:: TASK BRIEF ::
Find every line in the records that contains the string "item", matching case exactly, and copy each of those lines.

:: Records from a collection ::
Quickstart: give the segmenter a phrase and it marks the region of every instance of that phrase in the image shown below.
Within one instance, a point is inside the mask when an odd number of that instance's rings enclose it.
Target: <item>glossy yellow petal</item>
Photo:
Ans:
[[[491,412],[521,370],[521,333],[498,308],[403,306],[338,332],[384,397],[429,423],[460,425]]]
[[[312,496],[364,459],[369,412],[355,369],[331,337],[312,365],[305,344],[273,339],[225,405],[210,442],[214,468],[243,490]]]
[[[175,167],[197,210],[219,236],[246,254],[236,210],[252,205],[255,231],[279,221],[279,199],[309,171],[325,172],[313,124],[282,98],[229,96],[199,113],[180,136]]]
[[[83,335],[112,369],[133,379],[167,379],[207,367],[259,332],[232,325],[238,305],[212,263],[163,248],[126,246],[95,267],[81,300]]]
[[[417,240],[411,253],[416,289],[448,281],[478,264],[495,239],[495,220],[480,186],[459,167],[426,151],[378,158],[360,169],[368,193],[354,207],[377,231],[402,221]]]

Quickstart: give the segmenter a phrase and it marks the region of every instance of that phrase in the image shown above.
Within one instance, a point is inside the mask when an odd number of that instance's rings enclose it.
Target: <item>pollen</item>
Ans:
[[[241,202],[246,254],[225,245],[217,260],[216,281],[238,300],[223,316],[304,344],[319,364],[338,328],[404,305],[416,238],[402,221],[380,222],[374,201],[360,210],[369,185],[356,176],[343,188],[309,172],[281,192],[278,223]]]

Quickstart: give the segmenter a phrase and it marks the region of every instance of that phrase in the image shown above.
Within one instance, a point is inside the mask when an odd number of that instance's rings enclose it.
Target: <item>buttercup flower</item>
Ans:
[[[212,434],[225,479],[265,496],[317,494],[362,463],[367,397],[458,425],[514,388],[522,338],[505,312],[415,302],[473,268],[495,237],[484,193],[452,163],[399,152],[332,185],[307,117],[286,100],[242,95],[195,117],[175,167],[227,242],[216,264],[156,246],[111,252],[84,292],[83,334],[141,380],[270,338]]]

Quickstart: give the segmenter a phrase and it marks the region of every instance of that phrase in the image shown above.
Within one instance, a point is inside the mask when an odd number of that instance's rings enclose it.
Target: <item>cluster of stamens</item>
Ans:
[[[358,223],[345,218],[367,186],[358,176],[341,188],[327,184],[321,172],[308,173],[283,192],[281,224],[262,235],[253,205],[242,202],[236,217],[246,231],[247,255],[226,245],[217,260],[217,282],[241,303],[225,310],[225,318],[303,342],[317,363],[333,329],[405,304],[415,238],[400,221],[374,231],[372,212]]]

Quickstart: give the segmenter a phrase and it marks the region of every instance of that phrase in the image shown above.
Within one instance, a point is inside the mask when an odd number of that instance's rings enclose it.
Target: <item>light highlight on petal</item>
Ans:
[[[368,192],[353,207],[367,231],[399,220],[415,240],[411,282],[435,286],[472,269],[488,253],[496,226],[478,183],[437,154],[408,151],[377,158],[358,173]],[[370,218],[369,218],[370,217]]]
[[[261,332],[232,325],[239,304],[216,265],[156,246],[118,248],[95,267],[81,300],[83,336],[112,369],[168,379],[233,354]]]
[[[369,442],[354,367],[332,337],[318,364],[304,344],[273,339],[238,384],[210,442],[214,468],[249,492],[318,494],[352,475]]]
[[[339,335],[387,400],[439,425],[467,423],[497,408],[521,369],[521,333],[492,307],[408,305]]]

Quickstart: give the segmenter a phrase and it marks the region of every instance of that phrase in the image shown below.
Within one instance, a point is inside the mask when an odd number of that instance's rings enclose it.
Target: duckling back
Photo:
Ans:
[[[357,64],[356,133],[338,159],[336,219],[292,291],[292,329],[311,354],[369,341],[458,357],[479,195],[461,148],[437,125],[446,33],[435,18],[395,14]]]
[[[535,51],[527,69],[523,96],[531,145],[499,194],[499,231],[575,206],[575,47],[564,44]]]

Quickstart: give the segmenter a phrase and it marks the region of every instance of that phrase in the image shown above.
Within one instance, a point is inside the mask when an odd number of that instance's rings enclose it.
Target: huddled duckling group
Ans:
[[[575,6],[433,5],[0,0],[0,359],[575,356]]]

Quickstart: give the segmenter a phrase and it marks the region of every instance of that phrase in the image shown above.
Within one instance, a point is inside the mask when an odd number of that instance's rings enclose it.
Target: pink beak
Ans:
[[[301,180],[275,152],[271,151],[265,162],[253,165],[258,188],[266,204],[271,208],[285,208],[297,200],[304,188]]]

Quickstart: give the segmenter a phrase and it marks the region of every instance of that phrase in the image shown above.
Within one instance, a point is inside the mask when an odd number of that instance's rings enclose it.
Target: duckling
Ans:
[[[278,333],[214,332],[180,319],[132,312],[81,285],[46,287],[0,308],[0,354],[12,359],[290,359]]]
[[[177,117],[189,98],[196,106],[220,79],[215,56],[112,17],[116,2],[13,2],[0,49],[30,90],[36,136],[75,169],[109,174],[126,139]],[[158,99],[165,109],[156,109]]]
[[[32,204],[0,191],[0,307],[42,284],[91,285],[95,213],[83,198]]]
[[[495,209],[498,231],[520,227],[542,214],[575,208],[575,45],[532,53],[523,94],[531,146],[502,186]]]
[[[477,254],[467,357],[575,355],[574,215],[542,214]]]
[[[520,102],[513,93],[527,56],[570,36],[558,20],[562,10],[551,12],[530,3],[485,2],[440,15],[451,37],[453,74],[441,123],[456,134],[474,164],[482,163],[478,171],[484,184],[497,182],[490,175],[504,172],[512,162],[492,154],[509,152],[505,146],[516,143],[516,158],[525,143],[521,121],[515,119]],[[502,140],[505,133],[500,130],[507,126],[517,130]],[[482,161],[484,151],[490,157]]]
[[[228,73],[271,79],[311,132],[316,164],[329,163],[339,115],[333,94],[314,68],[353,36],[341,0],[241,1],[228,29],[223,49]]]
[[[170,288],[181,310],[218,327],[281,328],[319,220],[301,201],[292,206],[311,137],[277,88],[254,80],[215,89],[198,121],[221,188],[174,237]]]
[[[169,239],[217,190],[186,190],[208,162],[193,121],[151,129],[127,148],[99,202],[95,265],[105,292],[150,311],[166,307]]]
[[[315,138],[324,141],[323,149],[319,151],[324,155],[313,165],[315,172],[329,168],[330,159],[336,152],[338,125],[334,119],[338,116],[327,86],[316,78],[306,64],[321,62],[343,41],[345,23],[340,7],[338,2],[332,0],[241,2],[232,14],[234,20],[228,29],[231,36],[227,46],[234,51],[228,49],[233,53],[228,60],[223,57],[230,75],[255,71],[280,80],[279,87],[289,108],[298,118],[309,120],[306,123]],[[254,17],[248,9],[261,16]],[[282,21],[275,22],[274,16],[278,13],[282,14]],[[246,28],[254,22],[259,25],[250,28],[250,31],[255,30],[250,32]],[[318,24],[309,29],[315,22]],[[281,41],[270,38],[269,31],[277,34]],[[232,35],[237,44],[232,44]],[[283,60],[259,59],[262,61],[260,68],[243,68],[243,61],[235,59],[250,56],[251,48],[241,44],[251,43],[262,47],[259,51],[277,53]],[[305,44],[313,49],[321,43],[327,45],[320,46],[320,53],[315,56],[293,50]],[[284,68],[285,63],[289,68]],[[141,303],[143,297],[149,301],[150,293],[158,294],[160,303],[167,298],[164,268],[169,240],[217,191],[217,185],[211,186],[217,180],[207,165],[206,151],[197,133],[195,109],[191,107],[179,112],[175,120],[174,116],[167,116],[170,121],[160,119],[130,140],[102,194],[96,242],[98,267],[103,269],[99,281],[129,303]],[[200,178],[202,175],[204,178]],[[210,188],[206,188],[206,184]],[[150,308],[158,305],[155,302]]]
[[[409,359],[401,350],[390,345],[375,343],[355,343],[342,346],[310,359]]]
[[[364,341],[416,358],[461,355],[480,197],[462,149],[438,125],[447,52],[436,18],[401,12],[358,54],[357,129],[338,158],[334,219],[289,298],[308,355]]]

:: WRITTEN SOLUTION ::
Target: <item>glossy yellow petal</item>
Target: <item>pollen</item>
Target: <item>buttercup flower</item>
Target: <item>cluster of stamens</item>
Target: <item>light highlight on petal</item>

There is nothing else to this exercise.